» PASSAGE
= = =
After the conviction of these two judge's things seemed to be calming down in the corruption department for elected officials in Pennsylvania, but this did not last long. In August 2016, Attorney General Kathleen Kane was arrested on nine criminal charges, including perjury and obstruction. The charges against former PA Attorney General Kane steamed from her office, leaking secret grand jury information to the press. As expected, Ms. Kane contested the acquisitions made against her and was ultimately found guilty by a trial of her peers in October of 2016. She was convicted of two counts of perjury and seven misdemeanors. [6] Shortly after her conviction, she resigned from her post as Attorney General of Pennsylvania and resigned from the state bar before a disbarment hearing was to be held. [9]
Shortly after former Attorney General Kane's arrest, we began to see a common trend of elected district attorneys being arrested for misconduct and corruption within their offices. A few months after former AG Kane was convicted, the District Attorney in Philadelphia found himself behind bars. Former Philadelphia District Attorney Seth Williams was arrested in March of 2017 on 23 federal charges ranging from bribery and fraud to extortion. Mr. Williams pleaded guilty and was consequently sentenced to five years in federal prison and disbarred from the practice of law in Pennsylvania. [5] After Mr. Williams was sentenced, only months passed before another district attorney in Pennsylvania was arrested. The Bedford County DA Bill Higgins was under investigation since 2015 for allegations that he provided plea deals for sexual acts. At first, Mr. Higgins proclaimed his innocence but ultimately pleaded guilty to the accusations and was given house arrest and eight years of probation. Higgins was also disbarred from the practice of law in Pennsylvania in 2018 after being convicted.
= = =
» DATA SECTION
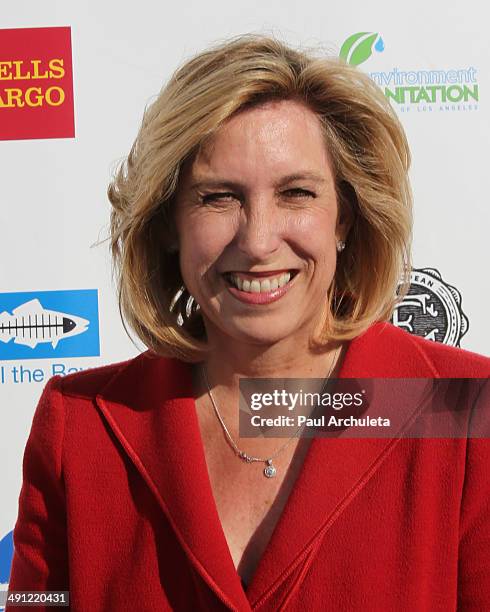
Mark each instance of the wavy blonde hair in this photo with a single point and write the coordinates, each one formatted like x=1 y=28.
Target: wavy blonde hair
x=371 y=159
= = =
» WHAT THIS EXERCISE ASKS
**a)** Translate this sentence from the passage on Pennsylvania corruption into Spanish: "Former Philadelphia District Attorney Seth Williams was arrested in March of 2017 on 23 federal charges ranging from bribery and fraud to extortion."
**b)** Carry the account of corruption among Pennsylvania officials forward from its final sentence.
The listing is separate material and has no connection to the passage on corruption among Pennsylvania officials.

» SET OF ANSWERS
**a)** El exfiscal de distrito de Filadelfia Seth Williams fue arrestado en marzo de 2017 por 23 cargos federales que iban desde el soborno y el fraude hasta la extorsión.

**b)**
Once again, things seemed to be calming down concerning corruption and misconduct within elected attorney offices for a couple of years. Nevertheless, that all changed in 2021 when Pennsylvania was put in the spotlight again for the non-related arrest of two district attorneys in PA. The first in 2021 was former Bradford County DA Chad Salsman. Mr. Salsman was investigated for about a year. State police uncovered evidence that he had sexually assaulted multiple women in lieu of legal services in the rural county. In July of 2021, Mr. Salsman was sentenced to 1.5 to 5 years in state prison, followed by 72 months of probation. [7] Mr. Salsman was disbarred shortly after being convicted and sentenced. [2] Four months after the conviction of Chad Salsman, another DA was arrested; this time, it was the Somerset County District Attorney Jeffrey L. Thomas. Former DA Thomas is accused of entering a female friend's home in November and sexually assaulting the woman. He is currently charged with indecent assault, rape, simple assault, and criminal trespassing. [8] Mr. Thomas was suspended from the practice of law in October of 2021. [4]
Pennsylvania is on the rise to significant change, however. We can almost take the recent convictions of District Attorneys in Pennsylvania as a good sign that we are taking misconduct seriously and holding people accountable that abuse the power of their office and that brighter days are ahead in the courts of Pennsylvania.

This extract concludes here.